__Excerpted data__:
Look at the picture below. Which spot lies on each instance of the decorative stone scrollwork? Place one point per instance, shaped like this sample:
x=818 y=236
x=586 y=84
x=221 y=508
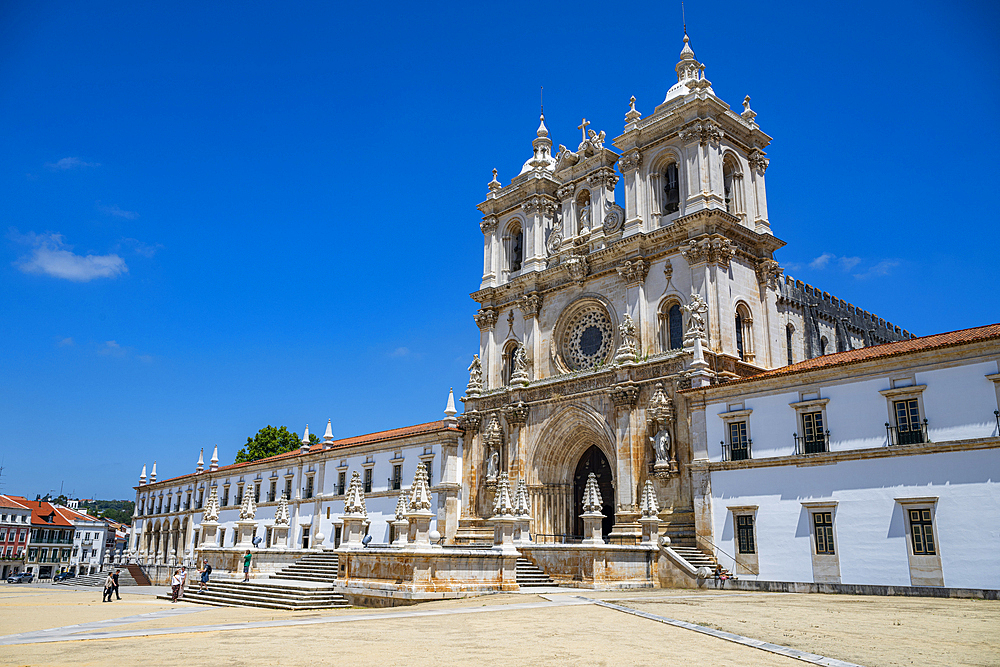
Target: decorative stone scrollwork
x=711 y=249
x=475 y=386
x=697 y=312
x=516 y=413
x=614 y=217
x=628 y=351
x=768 y=272
x=625 y=394
x=758 y=161
x=630 y=161
x=704 y=131
x=469 y=421
x=577 y=267
x=660 y=420
x=565 y=158
x=634 y=270
x=530 y=304
x=486 y=318
x=489 y=224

__About this exercise__: The data is to be restated word for word, with any pictures set aside.

__Result for this exercise__:
Look at the picture below. Which spot lies on each instance of the decorative stone scrollwork? Place one point per instance, shaped like this sample:
x=818 y=236
x=586 y=84
x=221 y=508
Target: decorative stone scrollwork
x=711 y=249
x=475 y=386
x=697 y=312
x=516 y=413
x=614 y=217
x=628 y=351
x=768 y=272
x=625 y=394
x=758 y=161
x=630 y=161
x=704 y=131
x=469 y=421
x=577 y=267
x=660 y=420
x=565 y=158
x=634 y=270
x=530 y=304
x=486 y=318
x=489 y=224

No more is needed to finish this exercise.